__Request A__
In the article on U.S. stocks, at what level did the Dow 30 close?

══════════

U.S. stocks gain on tech rebound; Dow rises 0.20%, hits new record
by Investing.com Staff, Investing.com
U.S. stocks rose on Friday as bottom fishers snapped up nicely priced technology shares and looked past escalating tensions in Ukraine, sending the Dow Jones Industrial Average to an all-time high.
At the close of U.S. trading, the Dow 30 rose 0.20% to close at a record-high 16,583.34, the S&P 500 index rose 0.15%, while the NASDAQ Compositeindex rose 0.50%.
Technology and biotech shares have taken a beating in recent sessions, as investors have viewed the sector as too frothy, the beneficiaries of ultra-loose monetary policies and Federal Reserve stimulus programs that are tapering now and due to wrap up likely sometime this year.
By Friday, investors felt such momentum shares had fallen too far and jumped in from the sidelines to snap up attractive buys.
Elsewhere, investors looked past escalating tensions in Ukraine.

══════════

__Request B__
Lay out as a numbered list, with blank lines omitted, every line of the records from the one containing "of the exposed" down to the last line of the records, both ends included.

__Source data__
══════════

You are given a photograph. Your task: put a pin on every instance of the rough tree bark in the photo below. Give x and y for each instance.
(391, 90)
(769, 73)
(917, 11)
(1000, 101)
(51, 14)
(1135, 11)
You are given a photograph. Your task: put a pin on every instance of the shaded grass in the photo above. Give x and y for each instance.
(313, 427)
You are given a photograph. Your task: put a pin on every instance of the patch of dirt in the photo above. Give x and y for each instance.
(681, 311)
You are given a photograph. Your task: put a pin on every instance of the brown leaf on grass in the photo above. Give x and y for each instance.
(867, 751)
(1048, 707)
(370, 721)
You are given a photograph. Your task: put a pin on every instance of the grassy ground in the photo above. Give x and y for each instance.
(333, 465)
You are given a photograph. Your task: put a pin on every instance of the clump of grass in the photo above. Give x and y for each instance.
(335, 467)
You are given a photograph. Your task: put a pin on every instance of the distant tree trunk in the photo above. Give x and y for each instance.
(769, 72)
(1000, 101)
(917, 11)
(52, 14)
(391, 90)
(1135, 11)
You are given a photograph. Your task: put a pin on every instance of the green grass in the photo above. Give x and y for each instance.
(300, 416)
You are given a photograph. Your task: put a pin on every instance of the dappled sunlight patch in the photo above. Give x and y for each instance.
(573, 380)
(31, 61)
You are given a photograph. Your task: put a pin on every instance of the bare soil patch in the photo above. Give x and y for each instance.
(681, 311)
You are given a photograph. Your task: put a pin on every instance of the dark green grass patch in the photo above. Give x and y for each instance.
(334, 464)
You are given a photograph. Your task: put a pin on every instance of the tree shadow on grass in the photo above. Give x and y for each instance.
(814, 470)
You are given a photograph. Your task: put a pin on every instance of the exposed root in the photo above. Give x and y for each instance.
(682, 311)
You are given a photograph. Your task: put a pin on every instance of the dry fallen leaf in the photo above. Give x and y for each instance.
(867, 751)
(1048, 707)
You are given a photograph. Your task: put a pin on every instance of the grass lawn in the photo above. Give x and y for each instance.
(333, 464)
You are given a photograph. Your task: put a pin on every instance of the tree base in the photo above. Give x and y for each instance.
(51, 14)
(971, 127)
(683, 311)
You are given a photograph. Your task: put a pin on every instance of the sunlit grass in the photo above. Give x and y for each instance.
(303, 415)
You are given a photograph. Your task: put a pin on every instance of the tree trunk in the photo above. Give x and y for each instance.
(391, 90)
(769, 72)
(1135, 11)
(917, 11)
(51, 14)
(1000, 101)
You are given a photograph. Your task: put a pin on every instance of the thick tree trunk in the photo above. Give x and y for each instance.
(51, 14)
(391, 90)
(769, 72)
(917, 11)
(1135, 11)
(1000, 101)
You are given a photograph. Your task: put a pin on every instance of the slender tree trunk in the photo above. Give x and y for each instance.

══════════

__Written answer A__
16,583.34, a record high.

__Written answer B__
1. You are given a photograph. Your task: put a pin on every instance of the exposed root in the photo above. Give x and y for each instance.
2. (682, 311)
3. You are given a photograph. Your task: put a pin on every instance of the dry fallen leaf in the photo above. Give x and y for each instance.
4. (867, 751)
5. (1048, 707)
6. You are given a photograph. Your task: put a pin on every instance of the grass lawn in the photo above. Give x and y for each instance.
7. (333, 464)
8. You are given a photograph. Your task: put a pin on every instance of the tree base in the photo above. Give x and y for each instance.
9. (51, 14)
10. (971, 127)
11. (683, 311)
12. You are given a photograph. Your task: put a pin on every instance of the sunlit grass in the photo above. Give x and y for each instance.
13. (303, 415)
14. You are given a photograph. Your task: put a pin on every instance of the tree trunk in the photo above. Give x and y for each instance.
15. (391, 90)
16. (769, 72)
17. (1135, 11)
18. (917, 11)
19. (51, 14)
20. (1000, 101)
21. You are given a photograph. Your task: put a pin on every instance of the thick tree trunk in the photo above. Give x and y for each instance.
22. (51, 14)
23. (391, 90)
24. (769, 72)
25. (917, 11)
26. (1135, 11)
27. (1000, 101)
28. You are given a photograph. Your task: put a pin on every instance of the slender tree trunk in the photo above. Give x and y for each instance.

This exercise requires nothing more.